=== Passage provided ===
○ ○ ○ ○

Kenya has become the top regional destination for investors putting money in impact investments that target both social and financial gains, a new study shows.
The report, which looked at regional impact investments made between 1998 and 2004, says Kenya accounted for nearly half of the $9.3 billion (Sh930 billion) invested.

The report, produced by the UK Department for International Development (DfID), the Global Impact Investing Network (GIIN) and Nairobi-based Open Capital Advisors found Kenya had impact investments worth $4.2 billion (Sh420 billion) which is 46 percent of the amount that went to the region.
Data shows Development Finance Institutions (DFIs) such as the World Bank are the biggest investors in power plants, schools, banks, hospitals and other ventures having put $3.6 billion (Sh360 billion) in such ventures through 136 deals. Private equity and venture capital firms invested $650 million (Sh65 billion) in 221 deals over the same period. The study says that more funding would have gone to local ventures were it not for security concerns.
“Kenya is so dominant that some impact investors express concern that the landscape is also saturated. However, ongoing security concerns as well as challenges common to the region that kept impact investing activity in Kenya from reaching its potential”, says the report.
Human Capital
Kenya offers the advantage of more readily available human capital compared to other countries in the region”, the study says.

○ ○ ○ ○

=== Supplied information ===

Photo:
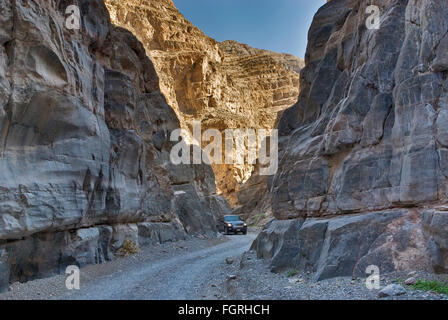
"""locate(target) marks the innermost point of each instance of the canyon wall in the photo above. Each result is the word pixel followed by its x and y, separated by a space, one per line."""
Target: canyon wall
pixel 363 168
pixel 84 153
pixel 225 85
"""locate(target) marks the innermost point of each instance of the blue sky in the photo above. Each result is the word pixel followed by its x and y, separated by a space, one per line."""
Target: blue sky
pixel 277 25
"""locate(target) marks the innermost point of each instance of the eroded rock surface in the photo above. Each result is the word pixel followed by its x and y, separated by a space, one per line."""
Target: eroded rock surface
pixel 224 85
pixel 84 152
pixel 363 153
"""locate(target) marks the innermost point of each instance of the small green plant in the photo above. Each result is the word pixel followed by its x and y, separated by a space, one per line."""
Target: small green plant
pixel 129 248
pixel 431 286
pixel 291 273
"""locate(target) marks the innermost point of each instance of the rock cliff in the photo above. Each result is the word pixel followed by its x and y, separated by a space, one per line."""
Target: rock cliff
pixel 362 177
pixel 84 152
pixel 224 85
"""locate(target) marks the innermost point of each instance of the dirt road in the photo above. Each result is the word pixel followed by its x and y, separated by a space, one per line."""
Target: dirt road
pixel 179 277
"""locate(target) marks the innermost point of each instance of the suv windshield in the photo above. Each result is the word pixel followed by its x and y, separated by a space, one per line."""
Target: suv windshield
pixel 232 218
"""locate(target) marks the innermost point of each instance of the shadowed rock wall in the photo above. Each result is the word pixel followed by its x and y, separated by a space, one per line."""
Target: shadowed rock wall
pixel 84 144
pixel 362 176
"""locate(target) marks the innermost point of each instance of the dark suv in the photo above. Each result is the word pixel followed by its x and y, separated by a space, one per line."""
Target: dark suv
pixel 232 224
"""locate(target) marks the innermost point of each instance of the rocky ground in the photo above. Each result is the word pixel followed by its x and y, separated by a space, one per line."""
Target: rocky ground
pixel 167 271
pixel 219 268
pixel 251 279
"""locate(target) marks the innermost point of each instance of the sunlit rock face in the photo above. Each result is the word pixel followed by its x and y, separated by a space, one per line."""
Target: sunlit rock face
pixel 84 152
pixel 363 162
pixel 224 85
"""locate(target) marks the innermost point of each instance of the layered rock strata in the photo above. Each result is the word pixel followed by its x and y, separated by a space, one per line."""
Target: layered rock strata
pixel 225 85
pixel 84 152
pixel 363 165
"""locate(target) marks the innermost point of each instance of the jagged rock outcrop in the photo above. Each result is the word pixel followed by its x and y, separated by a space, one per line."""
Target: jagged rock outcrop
pixel 224 85
pixel 84 153
pixel 362 175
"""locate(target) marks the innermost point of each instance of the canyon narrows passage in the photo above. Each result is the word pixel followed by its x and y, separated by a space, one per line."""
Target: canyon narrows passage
pixel 86 117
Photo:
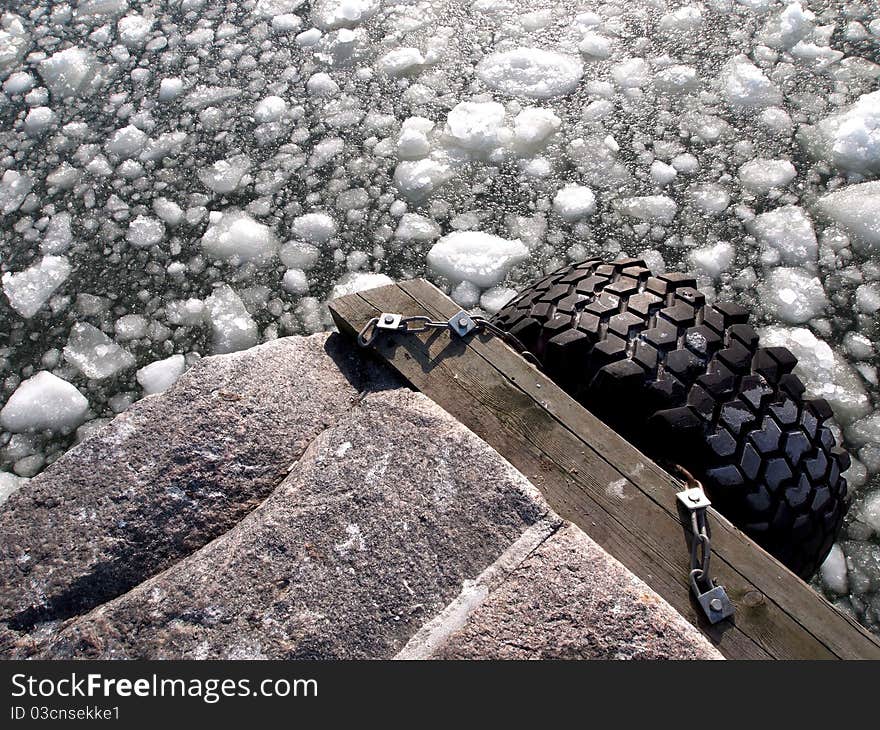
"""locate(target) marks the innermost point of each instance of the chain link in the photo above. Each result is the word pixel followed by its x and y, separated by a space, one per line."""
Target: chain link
pixel 712 598
pixel 460 324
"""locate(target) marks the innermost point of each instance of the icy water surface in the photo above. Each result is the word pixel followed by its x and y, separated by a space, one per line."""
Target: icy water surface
pixel 188 177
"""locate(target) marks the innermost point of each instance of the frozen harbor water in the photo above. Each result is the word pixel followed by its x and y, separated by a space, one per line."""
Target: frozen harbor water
pixel 183 178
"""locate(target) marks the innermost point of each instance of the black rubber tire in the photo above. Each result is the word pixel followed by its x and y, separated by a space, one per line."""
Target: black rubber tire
pixel 689 384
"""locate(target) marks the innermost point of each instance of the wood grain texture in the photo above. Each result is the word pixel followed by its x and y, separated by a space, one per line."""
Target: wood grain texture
pixel 603 484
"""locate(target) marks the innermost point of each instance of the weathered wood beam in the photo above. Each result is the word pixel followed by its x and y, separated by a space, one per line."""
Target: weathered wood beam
pixel 596 479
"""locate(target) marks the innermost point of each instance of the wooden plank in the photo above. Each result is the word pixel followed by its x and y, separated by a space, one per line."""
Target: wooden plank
pixel 845 637
pixel 603 484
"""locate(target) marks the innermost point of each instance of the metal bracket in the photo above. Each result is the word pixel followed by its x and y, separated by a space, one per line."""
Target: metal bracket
pixel 713 599
pixel 389 321
pixel 462 323
pixel 694 498
pixel 715 604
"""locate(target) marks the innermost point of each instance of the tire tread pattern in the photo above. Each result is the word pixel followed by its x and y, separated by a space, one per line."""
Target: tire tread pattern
pixel 689 383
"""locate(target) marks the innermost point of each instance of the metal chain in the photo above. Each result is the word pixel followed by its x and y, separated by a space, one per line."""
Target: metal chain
pixel 460 324
pixel 712 598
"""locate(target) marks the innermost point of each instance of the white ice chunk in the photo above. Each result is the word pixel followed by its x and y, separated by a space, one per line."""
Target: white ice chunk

○ ○ ○ ○

=== Activities ===
a) According to the article on impact investing in Kenya, how much did private equity and venture capital firms invest, and through how many deals?
b) Go on with the article on impact investing in Kenya, picking up after its final sentence.

=== Results for the exercise ===
a) $650 million (Sh65 billion) through 221 deals.

b)
“But like other countries in the region, the informal nature of many businesses poses challenges for investors, and there have been few examples of successful exits”, adds the study.
Uganda and Tanzania accounted for 13 and 12 percent of the funds invested which translates to $1.2 billion (Sh120 billion) and $1.1 billion (Sh110 billion) respectively. Ethiopia received seven percent or $ 651 million (Sh65 billion) while Rwanda got four percent or $372 million
(Sh37 billion) in funds. Most of the reported Kenyan direct foreign investment deals went into energy and financial services.
“These two sectors have received more than 70 percent of the capital disbursed directly by DFIs, driven by large energy projects such as dams and wind farms as well as significant investments in local commercial banks”, says the report. The Sh70 billion Lake Turkana Wind Project and Centum Investment’s Sh30 billion Akiira One geothermal plant are some of the mega projects in the energy sector that have attracted foreign funding.
Analysts say energy projects are popular since they usually have government guarantees that assure investors of steady and predictable revenues.